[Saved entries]
=====

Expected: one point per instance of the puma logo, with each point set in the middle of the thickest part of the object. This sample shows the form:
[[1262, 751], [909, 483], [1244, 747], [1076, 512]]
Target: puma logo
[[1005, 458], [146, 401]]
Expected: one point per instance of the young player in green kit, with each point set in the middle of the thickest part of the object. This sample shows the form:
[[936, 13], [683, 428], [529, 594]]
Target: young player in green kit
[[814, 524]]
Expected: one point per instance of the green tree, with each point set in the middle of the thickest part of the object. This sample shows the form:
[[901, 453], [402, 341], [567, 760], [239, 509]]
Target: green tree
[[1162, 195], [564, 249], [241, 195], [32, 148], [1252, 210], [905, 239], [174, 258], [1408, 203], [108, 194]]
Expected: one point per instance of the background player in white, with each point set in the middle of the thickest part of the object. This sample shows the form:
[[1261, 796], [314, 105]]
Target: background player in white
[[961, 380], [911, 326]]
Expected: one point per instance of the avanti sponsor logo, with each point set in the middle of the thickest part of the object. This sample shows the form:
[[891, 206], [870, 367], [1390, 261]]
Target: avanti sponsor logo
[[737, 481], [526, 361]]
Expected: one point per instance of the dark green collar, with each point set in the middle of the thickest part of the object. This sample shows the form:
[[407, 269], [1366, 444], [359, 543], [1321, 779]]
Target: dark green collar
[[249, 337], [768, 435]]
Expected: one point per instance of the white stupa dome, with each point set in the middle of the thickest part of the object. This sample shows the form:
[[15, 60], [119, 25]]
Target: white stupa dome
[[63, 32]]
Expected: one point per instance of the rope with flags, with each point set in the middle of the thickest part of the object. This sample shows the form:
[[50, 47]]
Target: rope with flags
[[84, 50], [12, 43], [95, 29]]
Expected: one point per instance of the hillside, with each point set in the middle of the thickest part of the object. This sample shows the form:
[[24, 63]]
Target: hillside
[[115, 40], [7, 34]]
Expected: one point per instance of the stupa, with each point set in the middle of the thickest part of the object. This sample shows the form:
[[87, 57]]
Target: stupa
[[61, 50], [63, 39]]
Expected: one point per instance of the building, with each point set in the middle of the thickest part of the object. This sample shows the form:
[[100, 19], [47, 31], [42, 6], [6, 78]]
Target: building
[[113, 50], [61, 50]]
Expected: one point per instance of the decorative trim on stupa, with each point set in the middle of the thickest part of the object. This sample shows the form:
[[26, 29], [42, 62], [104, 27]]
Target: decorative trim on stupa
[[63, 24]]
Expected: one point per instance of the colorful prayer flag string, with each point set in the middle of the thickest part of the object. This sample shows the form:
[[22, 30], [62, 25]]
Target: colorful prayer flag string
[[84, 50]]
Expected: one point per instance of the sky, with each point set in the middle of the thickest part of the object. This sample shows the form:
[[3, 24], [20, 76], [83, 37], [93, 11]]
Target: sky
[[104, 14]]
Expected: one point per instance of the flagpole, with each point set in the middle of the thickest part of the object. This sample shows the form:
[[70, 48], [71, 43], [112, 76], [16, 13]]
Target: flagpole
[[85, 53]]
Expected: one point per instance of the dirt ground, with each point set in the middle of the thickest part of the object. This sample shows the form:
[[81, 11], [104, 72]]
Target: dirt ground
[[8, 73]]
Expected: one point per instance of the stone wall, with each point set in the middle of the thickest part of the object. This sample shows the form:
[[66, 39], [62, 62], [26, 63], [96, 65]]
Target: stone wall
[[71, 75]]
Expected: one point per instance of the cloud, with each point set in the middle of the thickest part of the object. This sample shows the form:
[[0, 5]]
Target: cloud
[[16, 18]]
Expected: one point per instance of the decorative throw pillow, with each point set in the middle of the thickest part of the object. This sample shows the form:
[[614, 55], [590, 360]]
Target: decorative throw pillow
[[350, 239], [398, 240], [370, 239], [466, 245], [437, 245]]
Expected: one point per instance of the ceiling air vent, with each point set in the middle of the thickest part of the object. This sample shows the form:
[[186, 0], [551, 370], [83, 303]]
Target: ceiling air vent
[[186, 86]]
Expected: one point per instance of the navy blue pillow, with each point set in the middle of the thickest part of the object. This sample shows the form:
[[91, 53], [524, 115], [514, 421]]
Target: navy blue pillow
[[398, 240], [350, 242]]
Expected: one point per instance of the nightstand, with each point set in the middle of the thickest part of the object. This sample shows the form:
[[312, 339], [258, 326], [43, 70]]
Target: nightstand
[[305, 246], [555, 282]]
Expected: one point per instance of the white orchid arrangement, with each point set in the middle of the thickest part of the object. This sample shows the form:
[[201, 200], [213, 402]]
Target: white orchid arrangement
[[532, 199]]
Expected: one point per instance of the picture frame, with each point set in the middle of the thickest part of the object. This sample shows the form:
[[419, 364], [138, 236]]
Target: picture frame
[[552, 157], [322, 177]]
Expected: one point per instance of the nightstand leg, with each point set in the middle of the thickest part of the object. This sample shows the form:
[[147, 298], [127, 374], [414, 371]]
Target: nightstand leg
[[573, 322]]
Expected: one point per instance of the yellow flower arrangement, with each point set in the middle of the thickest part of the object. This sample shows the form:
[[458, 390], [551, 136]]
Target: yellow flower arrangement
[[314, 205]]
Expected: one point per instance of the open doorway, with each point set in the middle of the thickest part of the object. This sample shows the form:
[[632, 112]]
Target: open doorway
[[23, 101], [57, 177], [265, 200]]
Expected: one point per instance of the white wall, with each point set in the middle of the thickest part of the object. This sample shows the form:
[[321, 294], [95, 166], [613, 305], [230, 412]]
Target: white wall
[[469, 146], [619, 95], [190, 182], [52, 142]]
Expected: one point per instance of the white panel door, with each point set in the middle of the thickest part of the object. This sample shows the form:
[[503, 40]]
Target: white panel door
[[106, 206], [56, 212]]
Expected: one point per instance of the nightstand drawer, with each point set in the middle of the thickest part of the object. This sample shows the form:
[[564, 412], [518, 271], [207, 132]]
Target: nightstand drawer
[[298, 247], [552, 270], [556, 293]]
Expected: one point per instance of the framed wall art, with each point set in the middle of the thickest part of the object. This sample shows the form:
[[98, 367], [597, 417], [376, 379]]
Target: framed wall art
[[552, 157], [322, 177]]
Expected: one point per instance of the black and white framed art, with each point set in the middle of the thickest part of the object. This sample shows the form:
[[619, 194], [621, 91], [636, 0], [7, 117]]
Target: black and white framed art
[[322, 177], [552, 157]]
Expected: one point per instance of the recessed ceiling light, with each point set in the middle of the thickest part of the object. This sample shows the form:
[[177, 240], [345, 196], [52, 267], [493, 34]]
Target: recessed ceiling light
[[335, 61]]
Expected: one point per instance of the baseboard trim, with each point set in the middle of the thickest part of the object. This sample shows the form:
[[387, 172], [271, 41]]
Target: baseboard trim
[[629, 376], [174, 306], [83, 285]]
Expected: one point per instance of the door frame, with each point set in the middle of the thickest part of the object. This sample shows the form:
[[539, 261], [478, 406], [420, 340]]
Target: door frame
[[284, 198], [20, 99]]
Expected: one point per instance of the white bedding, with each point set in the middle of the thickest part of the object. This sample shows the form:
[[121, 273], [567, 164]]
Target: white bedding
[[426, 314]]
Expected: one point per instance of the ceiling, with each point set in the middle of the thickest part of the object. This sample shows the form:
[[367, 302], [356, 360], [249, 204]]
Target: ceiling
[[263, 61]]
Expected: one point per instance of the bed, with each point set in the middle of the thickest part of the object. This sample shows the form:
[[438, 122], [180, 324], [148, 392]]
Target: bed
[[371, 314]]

=====

Goal of the exercise ▸ Return the entries above exactly, each one complete.

Your solution ▸
Expected: one point per instance of the puma logo, with each point set in the middle of the thickest part of the object. This sample shows the form:
[[1262, 751], [909, 483], [1244, 747], [1076, 512]]
Target: puma logo
[[1005, 458], [146, 401]]
Expected: one point per instance of the young player in green kit, with each point set in the middle of the thickest part of the object. This sample shows the form:
[[936, 13], [683, 428], [529, 594]]
Target: young player in green kit
[[814, 524]]
Expected: one point per instance of the green tree, with each point set in the middle of the thickest part of the object. This sample shows the form:
[[901, 453], [402, 341], [567, 760], [239, 509]]
Target: green tree
[[1162, 195], [564, 249], [241, 195], [32, 148], [1252, 210], [905, 239], [174, 258], [1408, 203], [108, 194]]
Expected: one point per instance of the background player in white, with each point set in the middle of the thickest part of the object. This sample shows the form:
[[1261, 796], [314, 105]]
Target: background player in white
[[961, 380], [911, 326]]
Expected: one point per instance of the avanti sponsor logo, with each point set in the middle of the thickest part of the object. This sample shows the form:
[[891, 206], [870, 367], [1390, 261]]
Target: avanti sponsor logo
[[737, 481], [526, 361]]
Expected: one point per instance of the dark green collar, with each point set in the middle of the thickest part of the object. This sample shows the form:
[[407, 269], [1366, 444], [359, 543], [1321, 779]]
Target: dark green collar
[[249, 337], [768, 435]]
Expected: one point per instance of the white stupa dome, with each point set in the middle of the thickest part of the object. This sample shows the form:
[[15, 60], [119, 25]]
Target: white stupa dome
[[63, 32]]
Expected: one point per instance of the rope with flags, with each point set in the middle of the thickest part of the object. This sample shows the form:
[[50, 47]]
Target: rope with flags
[[84, 50], [12, 43], [95, 29]]
Expected: one point per instance of the hillside, with each point set in the middle of the thickest part of the object. This sample shows the form:
[[24, 63]]
Target: hillside
[[115, 40], [7, 34]]
Expected: one point per instance of the stupa, with each point set in the middle of the thickest part of the object. This sample shows the form:
[[87, 57]]
Target: stupa
[[61, 50], [63, 39]]
Expected: one point per instance of the building, with each point set in the middle of the thickest part of the object. This sample shows the form:
[[100, 19], [47, 31], [42, 6], [6, 78]]
Target: building
[[113, 50], [61, 50]]
Expected: one point per instance of the decorative trim on stupa, with each point set in the middle of the thickest part of the object. This sample shows the form:
[[26, 29], [42, 62], [104, 27]]
Target: decorative trim on stupa
[[63, 24]]
Expected: one point per instance of the colorful prayer flag string, with each point set in the middle of the thickest part of the object. This sample shows the form:
[[22, 30], [62, 25]]
Target: colorful prayer flag string
[[84, 50]]
Expected: one point per instance of the sky, with each point set in the middle of the thickest part of the object. This sample shows the form:
[[3, 24], [20, 76], [83, 37], [93, 11]]
Target: sky
[[104, 14]]
Expected: one point per instance of the flagpole, with each point set in the middle of the thickest part of the object. This sample shows the form:
[[70, 48], [71, 43], [112, 76], [16, 13]]
Target: flagpole
[[85, 53]]
Expected: one point per instance of the dirt ground, with each point set in the middle of the thickest part of the object. This sample shows the form:
[[81, 11], [104, 72]]
Target: dirt ground
[[8, 73]]
Expected: one point per instance of the stone wall, with each point set in the middle of the thickest part of the object. This sample shows the form:
[[66, 39], [62, 62], [26, 63], [96, 65]]
Target: stone wall
[[71, 75]]
Expected: one point per instance of the cloud, with each point set in the middle of the thickest part of the object. This sample shows the form:
[[0, 5]]
Target: cloud
[[16, 18]]
Expected: one point per instance of the decorative throw pillow, with each point set in the middle of the thickest part of the object. This sample shows the form:
[[614, 55], [590, 360]]
Target: decorative throw pillow
[[350, 239], [398, 240], [370, 239], [466, 245], [437, 245]]
Expected: one point per instance of the ceiling air vent, with each point set in the middle of the thickest part of the object. This sample shows the form:
[[186, 0], [551, 370], [83, 303]]
Target: ceiling air vent
[[186, 86]]
Expected: one point per instance of the navy blue pillow, with each point set in the middle of the thickest part of the object. This sample shows the form:
[[91, 53], [524, 115], [514, 421]]
Target: navy blue pillow
[[398, 240], [350, 242]]
Expected: one point per instance of the nightstand, with each point set in the middle of the thickest part of the object. This sample shows the form:
[[312, 339], [258, 326], [43, 70]]
Target: nightstand
[[305, 246], [555, 282]]
Expected: one point per instance of the white orchid arrangement, with each point set in the middle of the thickest part of the object. This sample shows the form:
[[201, 200], [213, 402]]
Target: white orchid arrangement
[[532, 199]]
Expected: one point per instance of the picture frame, with each point set in the middle of the thickest part of the object. This sample shows the form:
[[419, 364], [138, 236]]
Target: picture frame
[[552, 157], [322, 177]]
Expected: one point per instance of the nightstand leg, with each point set in the middle of the thickest part of the object. This sample shows the form:
[[147, 298], [127, 374], [414, 371]]
Target: nightstand leg
[[573, 322]]
Expected: one point per instance of the yellow flower arrangement, with each point set in the middle of the thickest part of the object. This sample shows the form:
[[458, 390], [551, 136]]
Target: yellow flower arrangement
[[314, 205]]
Expected: one point per instance of the open doorway, with each point set in the middle of the thickest part of the object. This sample shows the form:
[[632, 112]]
Target: open doorway
[[23, 101], [57, 177], [265, 200]]
Expected: one point per instance of the white wall, with each point set in the middle of the thickest part of the object. This sample shows the form:
[[321, 294], [95, 166], [613, 305], [230, 412]]
Target: white wall
[[469, 146], [619, 95], [190, 182], [52, 142]]
Expected: one point per instance of the white panel door, with each point set in the middle of the thickest part of the object. This sample shows the form:
[[503, 40]]
Target: white panel door
[[106, 206], [56, 212]]
Expected: one point per instance of the nightstand drawer, with each point set in the middle of the thickest part of the object. This sample shows the form:
[[564, 412], [518, 271], [207, 132]]
Target: nightstand drawer
[[298, 247], [552, 270], [556, 293]]
Expected: one point per instance of the framed wall art, with each point set in the middle of the thickest part of the object. This sample shows the form:
[[98, 367], [597, 417], [376, 379]]
Target: framed wall art
[[552, 157], [322, 177]]
Expected: one point per instance of the black and white framed art, with each point set in the middle of the thickest part of the object. This sample shows the form:
[[619, 194], [621, 91], [636, 0], [7, 117]]
Target: black and white framed art
[[322, 177], [552, 157]]
Expected: one point per instance of the recessed ceiling light, with each point set in the middle of the thickest part of the object. This sample shows the form:
[[177, 240], [345, 196], [52, 267], [493, 34]]
Target: recessed ceiling light
[[335, 61]]
Expected: one point per instance of the baseboard trim, with each point set in the middle of the thickest part of the object. This sample shows the form:
[[387, 172], [271, 41]]
Target: baseboard trim
[[629, 376], [174, 306], [83, 285]]
Expected: one point per instance of the door frame, with each point set in the middle of the thickest part of the object. This sample shows the form:
[[539, 261], [478, 406], [420, 340]]
Target: door frame
[[284, 198], [20, 99]]
Expected: one point per instance of the white bedding, with each point set in the middle of the thickest part of the object. This sample shows the form:
[[121, 273], [567, 164]]
Target: white bedding
[[426, 314]]
Expected: one point per instance of the ceiling, with each point set in the middle of the thickest part of the object. This sample shows the form:
[[367, 302], [356, 360], [249, 204]]
Target: ceiling
[[263, 61]]
Expected: one point per instance of the bed, with each point set in the middle of the thickest part of the object. This sample shows the form:
[[438, 122], [180, 324], [148, 392]]
Target: bed
[[371, 314]]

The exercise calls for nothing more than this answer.